## RECORD LIST
········

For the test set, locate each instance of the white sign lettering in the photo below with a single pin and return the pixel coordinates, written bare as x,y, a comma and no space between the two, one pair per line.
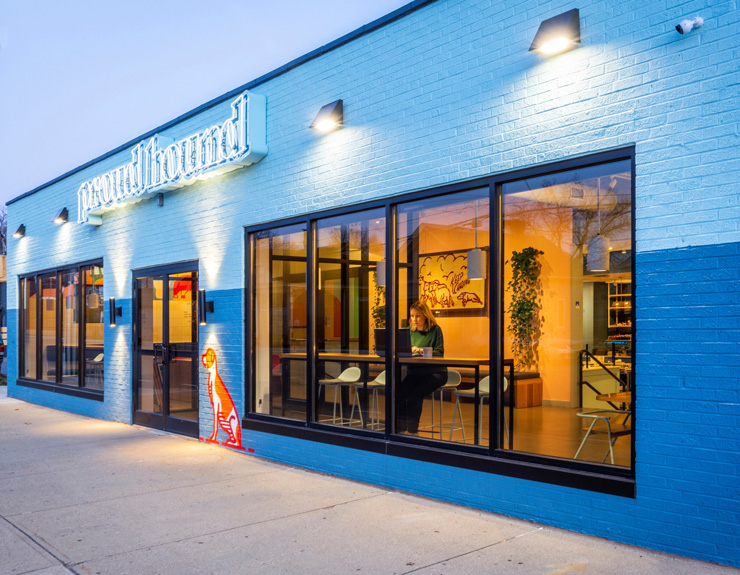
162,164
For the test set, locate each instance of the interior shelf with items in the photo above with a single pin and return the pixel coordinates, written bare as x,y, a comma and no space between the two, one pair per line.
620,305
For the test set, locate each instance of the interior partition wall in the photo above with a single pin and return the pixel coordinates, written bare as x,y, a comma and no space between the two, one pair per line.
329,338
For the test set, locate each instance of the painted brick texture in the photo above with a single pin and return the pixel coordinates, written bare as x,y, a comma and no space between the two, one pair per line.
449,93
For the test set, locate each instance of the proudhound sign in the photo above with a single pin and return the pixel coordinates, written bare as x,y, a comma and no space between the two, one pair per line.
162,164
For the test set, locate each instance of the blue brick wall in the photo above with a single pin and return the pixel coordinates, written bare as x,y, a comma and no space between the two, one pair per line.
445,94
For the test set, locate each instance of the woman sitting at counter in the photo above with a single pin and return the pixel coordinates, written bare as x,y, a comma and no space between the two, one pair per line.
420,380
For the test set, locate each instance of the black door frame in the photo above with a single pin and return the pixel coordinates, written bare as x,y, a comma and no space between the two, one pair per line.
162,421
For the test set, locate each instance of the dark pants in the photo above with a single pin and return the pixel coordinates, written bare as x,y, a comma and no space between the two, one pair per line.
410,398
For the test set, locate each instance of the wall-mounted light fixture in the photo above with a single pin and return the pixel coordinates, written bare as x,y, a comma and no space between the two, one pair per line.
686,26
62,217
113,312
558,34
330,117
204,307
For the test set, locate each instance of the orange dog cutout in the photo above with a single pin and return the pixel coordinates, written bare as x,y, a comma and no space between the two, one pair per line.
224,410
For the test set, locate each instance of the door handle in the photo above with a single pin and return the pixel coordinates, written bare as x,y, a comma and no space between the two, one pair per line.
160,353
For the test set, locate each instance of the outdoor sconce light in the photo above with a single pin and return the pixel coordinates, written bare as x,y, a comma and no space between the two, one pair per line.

········

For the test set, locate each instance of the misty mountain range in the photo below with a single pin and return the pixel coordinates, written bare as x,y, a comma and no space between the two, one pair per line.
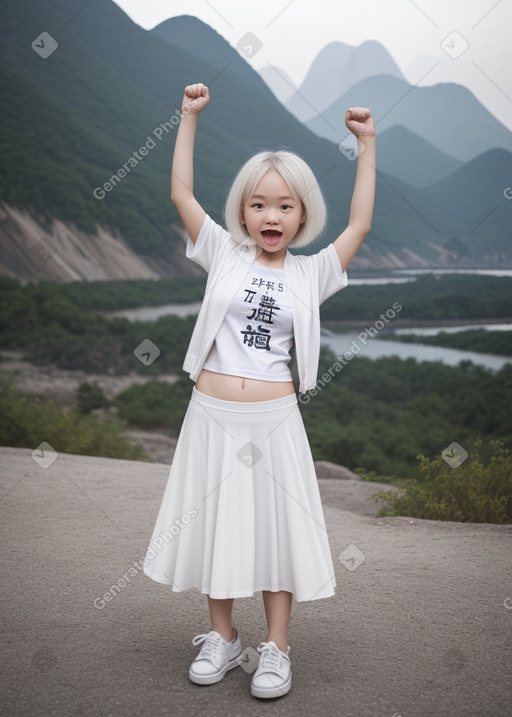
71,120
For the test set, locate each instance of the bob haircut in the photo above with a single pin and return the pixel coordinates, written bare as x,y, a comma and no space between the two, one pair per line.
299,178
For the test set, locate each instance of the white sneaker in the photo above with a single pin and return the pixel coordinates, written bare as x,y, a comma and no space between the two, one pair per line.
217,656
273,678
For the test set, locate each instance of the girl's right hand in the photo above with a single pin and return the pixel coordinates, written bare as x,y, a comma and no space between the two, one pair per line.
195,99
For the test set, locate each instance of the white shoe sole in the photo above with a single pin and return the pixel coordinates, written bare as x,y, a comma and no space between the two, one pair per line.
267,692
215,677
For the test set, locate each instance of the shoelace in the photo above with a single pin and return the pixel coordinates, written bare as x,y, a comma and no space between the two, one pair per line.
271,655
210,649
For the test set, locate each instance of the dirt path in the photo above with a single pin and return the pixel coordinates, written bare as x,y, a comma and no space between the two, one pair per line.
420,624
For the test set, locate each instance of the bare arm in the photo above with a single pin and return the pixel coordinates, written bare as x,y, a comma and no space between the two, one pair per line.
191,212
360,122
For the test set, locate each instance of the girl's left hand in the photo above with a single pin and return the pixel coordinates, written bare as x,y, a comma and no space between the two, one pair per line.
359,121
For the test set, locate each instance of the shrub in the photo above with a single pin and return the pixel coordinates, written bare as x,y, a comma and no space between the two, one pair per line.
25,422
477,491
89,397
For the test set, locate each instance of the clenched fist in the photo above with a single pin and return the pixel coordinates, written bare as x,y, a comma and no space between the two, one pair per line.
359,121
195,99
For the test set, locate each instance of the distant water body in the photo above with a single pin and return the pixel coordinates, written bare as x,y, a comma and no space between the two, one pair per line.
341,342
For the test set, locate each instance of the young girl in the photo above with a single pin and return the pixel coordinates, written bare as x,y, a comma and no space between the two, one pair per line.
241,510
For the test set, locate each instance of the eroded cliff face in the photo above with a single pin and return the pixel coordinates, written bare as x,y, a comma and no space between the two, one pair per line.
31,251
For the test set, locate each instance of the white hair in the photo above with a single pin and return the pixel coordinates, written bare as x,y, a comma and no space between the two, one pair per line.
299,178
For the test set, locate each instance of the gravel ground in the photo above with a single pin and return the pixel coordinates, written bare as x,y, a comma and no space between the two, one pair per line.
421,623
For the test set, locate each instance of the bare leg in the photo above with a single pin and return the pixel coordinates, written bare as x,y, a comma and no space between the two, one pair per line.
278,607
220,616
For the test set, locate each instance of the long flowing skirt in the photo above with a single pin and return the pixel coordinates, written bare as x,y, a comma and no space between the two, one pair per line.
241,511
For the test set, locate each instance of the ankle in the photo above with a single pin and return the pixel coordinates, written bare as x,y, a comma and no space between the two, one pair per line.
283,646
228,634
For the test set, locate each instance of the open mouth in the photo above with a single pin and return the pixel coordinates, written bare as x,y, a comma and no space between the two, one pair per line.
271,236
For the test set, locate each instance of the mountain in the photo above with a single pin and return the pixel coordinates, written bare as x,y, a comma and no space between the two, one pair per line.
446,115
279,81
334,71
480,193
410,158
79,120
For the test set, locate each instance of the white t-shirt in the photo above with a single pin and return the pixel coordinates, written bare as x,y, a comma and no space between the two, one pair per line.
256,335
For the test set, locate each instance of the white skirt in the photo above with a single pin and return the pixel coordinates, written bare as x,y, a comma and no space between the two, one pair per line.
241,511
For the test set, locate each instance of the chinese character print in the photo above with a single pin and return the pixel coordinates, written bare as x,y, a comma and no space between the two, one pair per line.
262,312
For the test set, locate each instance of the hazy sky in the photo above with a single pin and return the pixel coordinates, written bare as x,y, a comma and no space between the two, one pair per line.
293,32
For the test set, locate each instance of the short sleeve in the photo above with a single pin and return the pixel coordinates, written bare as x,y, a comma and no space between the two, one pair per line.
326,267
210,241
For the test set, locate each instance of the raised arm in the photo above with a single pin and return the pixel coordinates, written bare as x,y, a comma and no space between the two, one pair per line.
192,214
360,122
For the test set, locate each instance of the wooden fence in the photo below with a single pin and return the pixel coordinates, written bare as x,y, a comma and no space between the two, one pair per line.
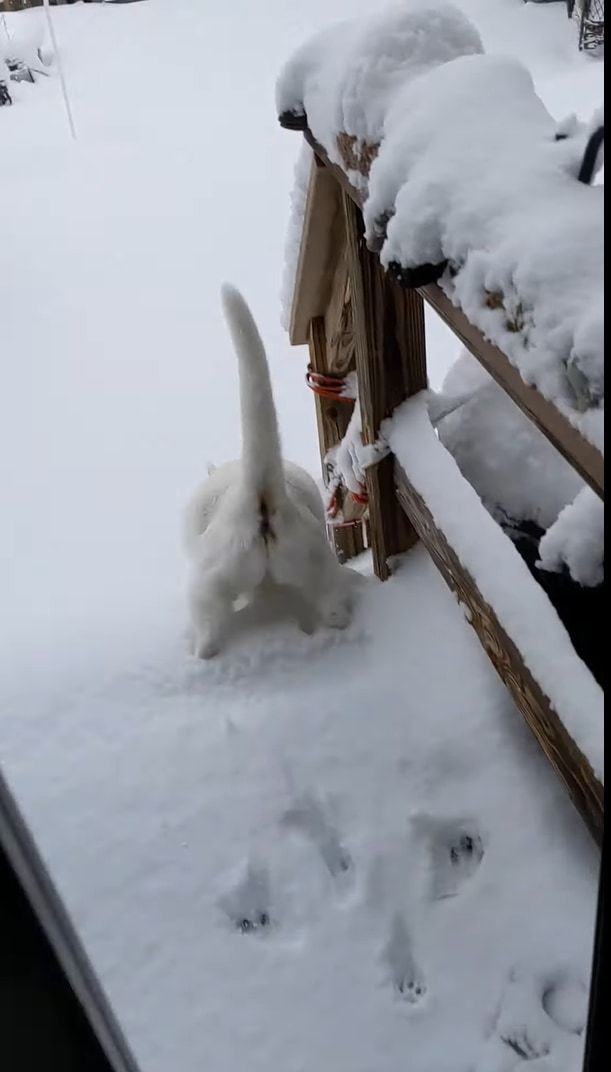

········

## WHAT IS REQUIRED
Extract each line of the entries above that contains the word "mountain" and reproduce it in full.

## THE REPLY
For the test set, locate each instance of the misty mountain range in the photo below with a single pin and return the pixel coordinates, written bare as x,y, a comma and no space between the two, one pair per line.
For the test set, locate each instance of the mountain in the photo above with a single pin and return the pixel coordinates, written bare as x,y, a comma and no space between the two, one pair per line.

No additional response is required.